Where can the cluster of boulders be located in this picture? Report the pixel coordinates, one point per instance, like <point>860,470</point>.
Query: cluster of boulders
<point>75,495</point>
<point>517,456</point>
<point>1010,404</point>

---

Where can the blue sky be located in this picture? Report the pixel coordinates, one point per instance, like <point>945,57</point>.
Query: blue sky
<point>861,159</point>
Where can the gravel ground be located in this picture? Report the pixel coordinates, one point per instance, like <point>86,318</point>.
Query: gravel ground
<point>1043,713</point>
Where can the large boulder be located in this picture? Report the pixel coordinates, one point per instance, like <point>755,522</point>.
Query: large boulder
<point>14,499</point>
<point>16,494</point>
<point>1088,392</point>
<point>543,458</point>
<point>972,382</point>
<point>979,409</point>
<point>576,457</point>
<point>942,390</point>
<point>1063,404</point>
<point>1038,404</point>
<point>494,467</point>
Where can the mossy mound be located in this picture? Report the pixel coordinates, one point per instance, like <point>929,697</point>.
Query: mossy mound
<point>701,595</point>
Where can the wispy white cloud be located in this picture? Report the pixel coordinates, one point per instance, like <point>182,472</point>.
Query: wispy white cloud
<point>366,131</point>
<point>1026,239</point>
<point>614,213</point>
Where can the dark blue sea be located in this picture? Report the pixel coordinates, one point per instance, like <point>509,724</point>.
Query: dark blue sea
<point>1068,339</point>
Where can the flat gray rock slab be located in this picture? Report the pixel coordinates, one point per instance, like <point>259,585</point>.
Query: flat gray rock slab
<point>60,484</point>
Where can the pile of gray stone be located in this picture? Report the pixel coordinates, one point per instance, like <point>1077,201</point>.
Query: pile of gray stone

◆ THE TASK
Convert the records above into a JSON list of strings, one string per line and blank lines omitted, starting at the line that contains "Where can the blue" and stopping after the line that contains "<point>614,213</point>".

◆ EXPECTED ANSWER
[
  "Where can the blue sky be located in this picture? Report the pixel coordinates, one point per instance, like <point>945,57</point>.",
  "Query: blue sky",
  "<point>861,159</point>",
  "Where can the gravel ground be located in this picture? Report the pixel coordinates, one point per instance, like <point>86,318</point>.",
  "Query: gravel ground",
  "<point>1043,713</point>",
  "Where can the large boulder be located in this picture? Report the pixel coordinates, one point per instance, like <point>755,522</point>.",
  "Query: large boulder",
  "<point>14,499</point>",
  "<point>16,494</point>",
  "<point>1088,392</point>",
  "<point>543,458</point>",
  "<point>972,382</point>",
  "<point>979,409</point>",
  "<point>576,457</point>",
  "<point>942,390</point>",
  "<point>1063,404</point>",
  "<point>1038,404</point>",
  "<point>494,467</point>",
  "Where can the mossy mound be located in this picture? Report the pixel coordinates, one point per instance, like <point>929,697</point>.",
  "Query: mossy mound",
  "<point>701,595</point>",
  "Where can the wispy white cloud be located in this picture? Report the pixel coordinates, one point per instance, like <point>182,472</point>.",
  "Query: wispy white cloud",
  "<point>366,131</point>",
  "<point>1026,239</point>",
  "<point>614,213</point>"
]